QUOTED TEXT

★ ★ ★ ★

Quicktime Virtual Reality (QTVR) A Wondrous Tool for Presenting by nfy87895

VIEWS: 14 PAGES: 2

									  Quicktime Virtual Reality (QTVR): A Wondrous Tool for Presenting Field Trips,
       Specimens, and Microscopy in Traditional and Web-based Instruction

                         J Bret Bennington, geojbb@hofstra.edu
                        Charles Merguerian, geocmm@hofstra.edu

         Department of Geology, 114 Hofstra University, Hempstead, NY 11549

Quicktime Virtual Reality (QTVR) software is a tool that originated on the Apple platform
and is now widely available for the PC. QTVR assembles overlapped digital images into
media designed to simulate three-dimensional reality. We have been using QTVR media to
significantly enhance our presentation of geology, both in the classroom and on the web
and have devised new techniques within the genre. The ability to annotate moving images
and show them in interactive three-dimensionality makes QTVR a candidate for the best
new pedagogical advance since coffee. WhatÕs more, once the basic techniques are
learned, the versatility of the software allows for innovation, based on the specific
disciplines of interest.

Field trip stops and large outcrops are best represented using digital panoramas and scenes.
A panorama is composed of one or more overlapped digital photos that have been stitched
together to form a large seamless image. A graduated rotating tripod with leveling legs
allows for accurate imaging of any large exposure or vista. A stitched QTVR panorama is
presented as a frame view that can be panned across, up, or down, and zoomed into to
investigate different areas of the image. High quality digital images (3 megapixel or
greater) allow for continuous sharpness upon zoom but significantly increases the ultimate
file size, an unavoidable trade off. A QTVR scene is a panorama with selected areas
defined as embedded hot spots and linked to other media. Clicking on a hot link brings up
a new view, including other panoramas with a different perspective, a more detailed field
image, a map, a petrographic or microscopic image, explanatory text, web-links,
animations, or movies. Particularly suited for web-based instruction. A virtual field trip
can be created by linking multiple panoramas, images, and other files, wherein the user is
able to move through the scene at will, investigating various features and gathering
additional information and links to the web. QTVR panoramas and scenes can be
embedded into Power Point presentations or run on a stand-alone Quicktime media player,
allowing a lecture instructor to more realistically show the techniques of geological field
observation.

★ ★ ★ ★

TASK STATEMENT
Transcribe, word for word, the portion of the QTVR abstract above that runs from "Quicktime Virtual Reality (QTVR) software" up to and including "panoramas and scenes.".

★ ★ ★ ★

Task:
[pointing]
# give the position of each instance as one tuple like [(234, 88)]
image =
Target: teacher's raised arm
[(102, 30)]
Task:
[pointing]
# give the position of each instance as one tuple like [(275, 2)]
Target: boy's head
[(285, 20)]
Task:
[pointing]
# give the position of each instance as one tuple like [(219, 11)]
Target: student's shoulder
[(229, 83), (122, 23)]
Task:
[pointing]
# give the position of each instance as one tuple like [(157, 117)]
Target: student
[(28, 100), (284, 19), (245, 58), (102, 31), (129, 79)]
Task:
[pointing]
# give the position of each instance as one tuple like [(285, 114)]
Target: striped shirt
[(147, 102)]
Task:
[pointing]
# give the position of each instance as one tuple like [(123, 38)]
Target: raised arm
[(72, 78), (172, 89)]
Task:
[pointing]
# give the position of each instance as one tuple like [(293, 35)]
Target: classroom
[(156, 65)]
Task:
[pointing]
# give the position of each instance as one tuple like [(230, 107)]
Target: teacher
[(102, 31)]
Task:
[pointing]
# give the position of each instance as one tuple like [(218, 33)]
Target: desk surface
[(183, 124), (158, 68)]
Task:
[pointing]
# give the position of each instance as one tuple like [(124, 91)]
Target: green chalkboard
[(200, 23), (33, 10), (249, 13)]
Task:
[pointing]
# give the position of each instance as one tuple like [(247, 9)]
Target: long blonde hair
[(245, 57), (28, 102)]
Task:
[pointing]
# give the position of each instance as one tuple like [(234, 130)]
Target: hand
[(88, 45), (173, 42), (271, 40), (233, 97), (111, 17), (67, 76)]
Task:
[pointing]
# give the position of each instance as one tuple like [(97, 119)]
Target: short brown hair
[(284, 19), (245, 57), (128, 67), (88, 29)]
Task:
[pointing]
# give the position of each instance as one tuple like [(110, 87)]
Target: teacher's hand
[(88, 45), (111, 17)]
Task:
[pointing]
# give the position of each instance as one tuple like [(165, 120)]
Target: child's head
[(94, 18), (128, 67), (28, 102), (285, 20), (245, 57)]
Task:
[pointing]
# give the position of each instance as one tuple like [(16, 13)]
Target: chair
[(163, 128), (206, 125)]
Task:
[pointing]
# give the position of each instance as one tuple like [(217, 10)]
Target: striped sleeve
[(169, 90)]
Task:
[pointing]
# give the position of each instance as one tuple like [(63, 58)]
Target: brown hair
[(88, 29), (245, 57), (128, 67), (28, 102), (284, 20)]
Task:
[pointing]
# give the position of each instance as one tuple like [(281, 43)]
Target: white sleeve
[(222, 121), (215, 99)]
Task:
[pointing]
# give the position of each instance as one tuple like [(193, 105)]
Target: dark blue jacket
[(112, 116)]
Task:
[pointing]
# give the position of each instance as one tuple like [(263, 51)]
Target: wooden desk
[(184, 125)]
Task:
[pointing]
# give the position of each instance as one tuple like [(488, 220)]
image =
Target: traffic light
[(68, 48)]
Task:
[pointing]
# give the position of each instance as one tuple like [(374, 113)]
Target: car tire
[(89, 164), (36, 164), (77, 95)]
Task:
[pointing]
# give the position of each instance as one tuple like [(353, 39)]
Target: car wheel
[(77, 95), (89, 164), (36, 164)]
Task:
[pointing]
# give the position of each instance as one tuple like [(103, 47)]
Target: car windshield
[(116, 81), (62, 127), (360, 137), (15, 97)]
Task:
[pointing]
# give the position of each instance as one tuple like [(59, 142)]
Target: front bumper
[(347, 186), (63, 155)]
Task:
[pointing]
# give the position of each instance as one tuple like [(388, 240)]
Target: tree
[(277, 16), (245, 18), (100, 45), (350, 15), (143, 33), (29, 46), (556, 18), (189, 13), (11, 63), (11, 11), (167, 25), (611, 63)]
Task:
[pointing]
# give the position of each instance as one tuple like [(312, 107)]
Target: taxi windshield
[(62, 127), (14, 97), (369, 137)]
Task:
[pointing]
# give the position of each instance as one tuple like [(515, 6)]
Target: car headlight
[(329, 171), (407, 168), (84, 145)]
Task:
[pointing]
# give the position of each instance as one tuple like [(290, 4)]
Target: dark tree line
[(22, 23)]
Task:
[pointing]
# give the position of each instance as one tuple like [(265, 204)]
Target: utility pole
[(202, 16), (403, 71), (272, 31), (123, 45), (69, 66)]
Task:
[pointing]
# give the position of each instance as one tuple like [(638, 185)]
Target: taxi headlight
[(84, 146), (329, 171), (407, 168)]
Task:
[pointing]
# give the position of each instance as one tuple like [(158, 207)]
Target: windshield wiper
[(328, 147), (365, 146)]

★ ★ ★ ★

ANSWER
Quicktime Virtual Reality (QTVR) software is a tool that originated on the Apple platform
and is now widely available for the PC. QTVR assembles overlapped digital images into
media designed to simulate three-dimensional reality. We have been using QTVR media to
significantly enhance our presentation of geology, both in the classroom and on the web
and have devised new techniques within the genre. The ability to annotate moving images
and show them in interactive three-dimensionality makes QTVR a candidate for the best
new pedagogical advance since coffee. WhatÕs more, once the basic techniques are
learned, the versatility of the software allows for innovation, based on the specific
disciplines of interest.

Field trip stops and large outcrops are best represented using digital panoramas and scenes.